As shown in FIG. 3, the electron multiplier unit 500 includes the focusing electrode disc 510, dynode unit 550, and anode 520 as electrodes. The focusing electrode disc 510 is provided with the through hole 510a for letting the photoelectrons from the photocathode 230 pass through. The dynode unit 550 is composed of the first-stage to ninth-stage dynodes Dy1-Dy9 and the inverting dynode Dy10, each of which is grasped by the first and second insulating support members 530a, 530b, and the anode 520 is arranged on the trajectory of secondary electrons between the ninth-stage dynode Dy9 and the inverting dynode Dy10. Each of the first-stage to ninth-stage dynodes Dy1-Dy9 and the inverting dynode Dy10 has a reflective secondary electron emitting surface configured to receive photoelectrons or secondary electrons and emit new secondary electrons to a direction of incidence of the electrons. Furthermore, at the two ends of the first-stage dynode Dy1 there are fixing pieces Dy1a, Dy1b provided so as to be grasped by the first and second insulating support members 530a, 530b. Similarly, each of the second-stage dynode Dy2 to the ninth-stage dynode. Dy9 and the inverting dynode Dy10 is also provided with fixing pieces at two ends thereof. Let us describe an assembly process of the first-stage dynode Dy1 as a representative. The fixing piece Dy1a provided at one end of the first-stage dynode Dy1 is inserted into an installation hole 532a of the first insulating support member 530a and a projecting portion thereof from the installation hole 532a is welded and fixed to a connection pin 550a. Furthermore, the fixing piece Dy1b provided at the other end of the first-stage dynode Dy1 is inserted into an installation hole 532b of the second insulating support member 530b and a projecting portion thereof from the installation hole 532b is welded and fixed to a connection pin 550b. In the present embodiment, the welding fixation is assumed to be implemented by laser welding. For each of the second- to ninth-stage dynodes Dy2-Dy9, a fixing piece provided at one end is also welded and fixed to a connection pin 550a while being inserted in a corresponding installation hole of the first insulating support member 530a and a fixing piece provided at the other end is welded and fixed to a connection pin 550b while being inserted in a corresponding installation hole of the second insulating support member 530b.

**SHORT TASK:** According to the electron multiplier passage, which electrodes does the electron multiplier unit 500 include? The rows have no connection to the electron multiplier passage.

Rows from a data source

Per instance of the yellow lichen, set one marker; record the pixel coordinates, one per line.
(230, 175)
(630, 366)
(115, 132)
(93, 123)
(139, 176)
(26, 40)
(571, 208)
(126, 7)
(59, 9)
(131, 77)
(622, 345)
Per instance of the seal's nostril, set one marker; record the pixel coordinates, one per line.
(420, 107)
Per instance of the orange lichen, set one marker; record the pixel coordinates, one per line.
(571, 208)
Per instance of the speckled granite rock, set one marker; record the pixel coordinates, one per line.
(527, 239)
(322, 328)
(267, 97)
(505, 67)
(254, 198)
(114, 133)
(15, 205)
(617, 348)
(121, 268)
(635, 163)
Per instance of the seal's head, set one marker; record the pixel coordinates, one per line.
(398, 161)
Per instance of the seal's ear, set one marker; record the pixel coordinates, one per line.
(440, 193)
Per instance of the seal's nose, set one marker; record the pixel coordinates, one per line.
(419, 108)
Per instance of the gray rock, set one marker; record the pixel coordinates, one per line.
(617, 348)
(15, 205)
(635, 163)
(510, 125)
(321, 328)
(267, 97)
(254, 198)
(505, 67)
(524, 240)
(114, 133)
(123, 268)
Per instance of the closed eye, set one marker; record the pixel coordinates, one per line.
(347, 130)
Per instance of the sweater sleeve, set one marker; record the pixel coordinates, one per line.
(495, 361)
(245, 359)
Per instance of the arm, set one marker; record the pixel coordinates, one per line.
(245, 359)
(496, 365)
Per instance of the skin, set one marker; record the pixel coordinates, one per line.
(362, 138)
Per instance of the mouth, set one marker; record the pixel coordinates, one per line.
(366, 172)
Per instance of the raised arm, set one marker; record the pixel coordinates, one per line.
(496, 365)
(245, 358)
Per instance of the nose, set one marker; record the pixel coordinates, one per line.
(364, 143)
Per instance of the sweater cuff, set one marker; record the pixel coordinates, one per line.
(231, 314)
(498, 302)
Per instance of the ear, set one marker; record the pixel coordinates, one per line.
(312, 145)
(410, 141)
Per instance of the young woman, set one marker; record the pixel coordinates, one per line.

**EXPECTED OUTPUT:** The focusing electrode disc 510, the dynode unit 550, and the anode 520.